▶ Excerpt provided
--

Midnight Special is rated 12A for moderate violence, threat
The Scoop – Intriguing, affecting Sci-Fi which keeps its cards close to its chest
Two men and a young boy are on the run in the dead of night. Sneaking out of a motel room, they climb into a nondescript car and drive away. To avoid being spotted by the police, they turn off the headlights, the driver donning night-vision goggles so he can see the road in the darkness. The boy in the back seat is wearing goggles too – for a very different reason.
He is Alton Meyer (Jaeden Lieberher), an eight-year-old possessed of mysterious powers which mean that he must be kept out of daylight. One of the men, Roy (Michael Shannon), is Alton’s father; the other, Lucas (Joel Edgerton), Roy’s childhood friend. Having kidnapped Alton from a cult which sees his abilities as messianic, they are on their way to rendezvous with Alton’s mother, Sarah (Kirsten Dunst).
Roy, Lucas and Sarah believe that they are taking Alton to meet his destiny. But other people, with other ideas, are in pursuit.
It’s so wonderful, sometimes, to go into a film knowing absolutely nothing about it. I’ve been tied up working on other projects for the last couple of weeks (which is why this blog’s been so quiet), and as a result haven’t kept up with the usual stream of trailers, think-pieces and reviews around the latest releases. This experience of going in blind was particularly apt for Midnight Special, a film which builds its narrative tension around questions of what we know and what we don’t know, what we’re shown and not shown, told and not told.
I’m generally of the opinion that films do better to leave plenty of room for the audience’s imagination, and writer/director Jeff Nichols (Take Shelter, Mud) seems to subscribe to this philosophy too. Until its closing stretch Midnight Special is more concerned with building atmosphere and emotion than with spelling out what kind of world we’re operating in, or filling in backstory. It’s a gripping, intriguing and beautiful ride.
The issue with generating suspense through keeping the audience in the dark is that you’d better have something impressive to show when you finally flick on the light. The critics seem to be divided on whether Midnight Special lets itself down when it finally plays its hand, and I think I’d have to watch it again to decide where I stand. But one thing’s certain: I’d choose this strange film over a hundred production-line comic book blockbusters any day.

--

▶ Record excerpts
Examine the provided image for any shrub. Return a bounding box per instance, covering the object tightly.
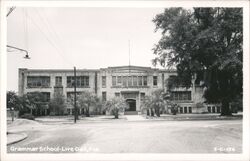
[20,113,35,120]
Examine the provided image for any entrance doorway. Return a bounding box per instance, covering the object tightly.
[126,99,136,111]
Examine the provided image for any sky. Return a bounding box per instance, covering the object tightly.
[7,7,164,91]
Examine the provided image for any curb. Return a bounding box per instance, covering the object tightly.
[7,132,28,146]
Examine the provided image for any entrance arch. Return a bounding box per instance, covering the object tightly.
[126,99,136,111]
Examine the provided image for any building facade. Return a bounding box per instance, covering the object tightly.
[18,66,219,114]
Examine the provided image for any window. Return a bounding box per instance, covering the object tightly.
[27,92,50,103]
[102,92,107,101]
[188,107,192,113]
[153,76,157,86]
[67,92,82,101]
[207,106,211,113]
[171,91,191,101]
[138,76,142,86]
[117,76,122,85]
[133,76,137,86]
[27,76,50,88]
[122,76,127,87]
[128,76,132,86]
[184,107,187,113]
[140,93,145,101]
[143,76,148,86]
[56,77,62,86]
[217,106,221,113]
[67,76,89,88]
[212,106,215,113]
[102,76,106,88]
[180,107,183,113]
[112,76,116,86]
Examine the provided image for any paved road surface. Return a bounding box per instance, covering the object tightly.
[7,120,242,153]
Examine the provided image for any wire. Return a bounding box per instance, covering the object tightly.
[27,9,74,66]
[35,8,72,65]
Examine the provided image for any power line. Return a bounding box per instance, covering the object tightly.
[27,10,73,66]
[6,6,16,17]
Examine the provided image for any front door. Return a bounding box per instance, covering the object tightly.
[126,99,136,111]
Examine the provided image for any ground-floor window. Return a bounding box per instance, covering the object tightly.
[207,106,221,113]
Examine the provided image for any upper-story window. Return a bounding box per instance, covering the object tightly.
[122,76,127,87]
[56,77,62,86]
[112,75,148,87]
[133,76,138,86]
[128,76,132,86]
[171,91,191,101]
[112,76,116,86]
[67,76,89,88]
[153,76,157,86]
[102,92,107,101]
[117,76,122,85]
[102,76,107,88]
[27,76,50,88]
[143,76,148,86]
[138,76,142,86]
[115,92,120,97]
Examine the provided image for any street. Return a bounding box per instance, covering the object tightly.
[7,120,242,153]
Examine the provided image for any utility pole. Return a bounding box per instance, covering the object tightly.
[6,7,30,59]
[74,67,78,123]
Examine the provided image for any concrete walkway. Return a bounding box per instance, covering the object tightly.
[7,133,28,145]
[124,115,146,121]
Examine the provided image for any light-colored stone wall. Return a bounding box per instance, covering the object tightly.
[18,66,215,113]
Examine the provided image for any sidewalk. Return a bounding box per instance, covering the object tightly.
[7,133,28,145]
[124,115,147,121]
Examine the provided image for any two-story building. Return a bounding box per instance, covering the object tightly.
[18,66,218,114]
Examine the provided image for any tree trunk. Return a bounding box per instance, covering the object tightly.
[221,99,232,116]
[86,107,89,117]
[150,108,155,116]
[155,108,160,117]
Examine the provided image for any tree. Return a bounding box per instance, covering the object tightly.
[49,93,66,115]
[27,92,48,116]
[142,89,166,117]
[7,91,23,111]
[77,91,100,117]
[104,97,128,119]
[153,8,243,115]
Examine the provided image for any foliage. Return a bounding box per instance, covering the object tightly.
[104,97,128,119]
[153,8,243,115]
[171,103,180,115]
[142,89,166,117]
[77,91,102,117]
[49,93,66,115]
[26,92,47,116]
[7,91,23,111]
[20,114,35,120]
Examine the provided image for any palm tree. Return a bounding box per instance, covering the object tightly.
[104,97,128,119]
[142,90,166,117]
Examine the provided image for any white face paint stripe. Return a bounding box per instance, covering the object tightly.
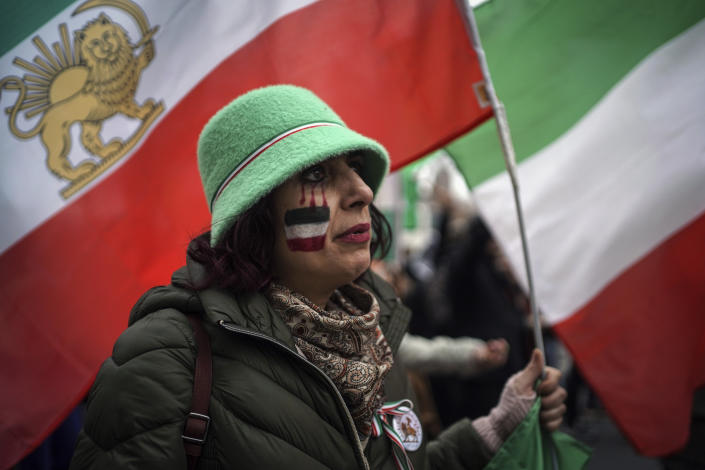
[211,122,344,212]
[284,222,328,240]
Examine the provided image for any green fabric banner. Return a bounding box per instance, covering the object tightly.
[485,400,592,470]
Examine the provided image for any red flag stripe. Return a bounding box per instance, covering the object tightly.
[0,0,490,467]
[555,214,705,456]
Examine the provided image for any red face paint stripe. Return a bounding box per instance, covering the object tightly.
[211,122,343,211]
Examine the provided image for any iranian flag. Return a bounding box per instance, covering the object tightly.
[0,0,491,468]
[448,0,705,456]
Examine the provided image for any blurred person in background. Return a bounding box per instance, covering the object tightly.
[72,85,565,470]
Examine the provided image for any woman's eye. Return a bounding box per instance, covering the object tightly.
[348,158,364,173]
[301,165,326,183]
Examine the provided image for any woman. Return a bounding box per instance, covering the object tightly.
[72,85,565,470]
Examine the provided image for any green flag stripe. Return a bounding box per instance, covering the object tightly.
[447,0,705,185]
[0,0,73,56]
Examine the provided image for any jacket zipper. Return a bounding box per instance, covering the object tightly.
[218,320,370,470]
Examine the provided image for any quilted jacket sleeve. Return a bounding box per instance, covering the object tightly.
[71,310,195,470]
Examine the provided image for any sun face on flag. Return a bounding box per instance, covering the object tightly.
[0,0,164,199]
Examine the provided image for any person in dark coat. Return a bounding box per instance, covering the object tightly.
[72,85,565,470]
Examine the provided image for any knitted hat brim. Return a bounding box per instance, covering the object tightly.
[211,121,389,246]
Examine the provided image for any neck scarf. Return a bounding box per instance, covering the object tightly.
[265,282,393,437]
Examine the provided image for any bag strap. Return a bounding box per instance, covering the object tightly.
[181,314,213,470]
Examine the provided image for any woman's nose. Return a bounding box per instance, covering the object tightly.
[343,167,374,208]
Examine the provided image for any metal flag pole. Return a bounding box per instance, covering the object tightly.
[457,0,546,370]
[456,0,558,470]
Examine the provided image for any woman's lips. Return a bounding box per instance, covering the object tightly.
[335,224,370,243]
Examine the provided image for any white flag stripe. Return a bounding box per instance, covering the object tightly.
[284,222,328,240]
[0,0,315,252]
[476,20,705,323]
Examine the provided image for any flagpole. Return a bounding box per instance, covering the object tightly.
[456,0,558,470]
[456,0,546,372]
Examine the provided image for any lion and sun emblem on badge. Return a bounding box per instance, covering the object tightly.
[0,0,164,199]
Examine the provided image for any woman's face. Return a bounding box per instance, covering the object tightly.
[272,154,373,305]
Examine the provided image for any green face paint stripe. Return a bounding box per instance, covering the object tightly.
[284,206,330,225]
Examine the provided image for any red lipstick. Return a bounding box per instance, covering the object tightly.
[335,224,370,243]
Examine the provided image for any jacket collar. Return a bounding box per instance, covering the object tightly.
[150,258,411,354]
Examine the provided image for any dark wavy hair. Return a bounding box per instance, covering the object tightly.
[188,193,392,292]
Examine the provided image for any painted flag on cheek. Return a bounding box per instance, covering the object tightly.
[0,0,491,468]
[284,207,330,251]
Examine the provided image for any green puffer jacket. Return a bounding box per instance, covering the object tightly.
[71,261,490,470]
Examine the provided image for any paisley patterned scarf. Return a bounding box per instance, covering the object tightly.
[265,282,393,437]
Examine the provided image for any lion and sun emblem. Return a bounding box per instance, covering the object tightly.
[0,0,164,199]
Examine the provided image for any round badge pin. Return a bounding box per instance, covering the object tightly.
[392,410,423,452]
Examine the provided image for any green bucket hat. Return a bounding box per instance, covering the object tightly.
[198,85,389,245]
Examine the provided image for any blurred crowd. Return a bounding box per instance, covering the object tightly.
[15,158,705,470]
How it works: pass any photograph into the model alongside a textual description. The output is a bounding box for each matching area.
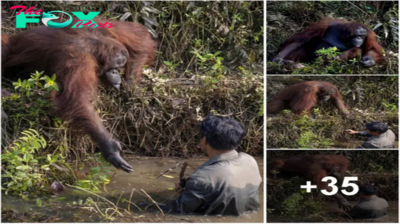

--

▶ Directive 1
Reproduce the part of the Midnight Special review starting with "Midnight Special is rated" and going on through "very different reason.".
▶ Directive 2
Answer these questions from the Midnight Special review:
(a) What rating is the film given?
(b) Which actor plays Alton's mother, Sarah?
(c) What does the driver put on so he can see the road with the headlights off?

▶ Response 1
Midnight Special is rated 12A for moderate violence, threat
The Scoop – Intriguing, affecting Sci-Fi which keeps its cards close to its chest
Two men and a young boy are on the run in the dead of night. Sneaking out of a motel room, they climb into a nondescript car and drive away. To avoid being spotted by the police, they turn off the headlights, the driver donning night-vision goggles so he can see the road in the darkness. The boy in the back seat is wearing goggles too – for a very different reason.

▶ Response 2
(a) 12A
(b) Kirsten Dunst
(c) Night-vision goggles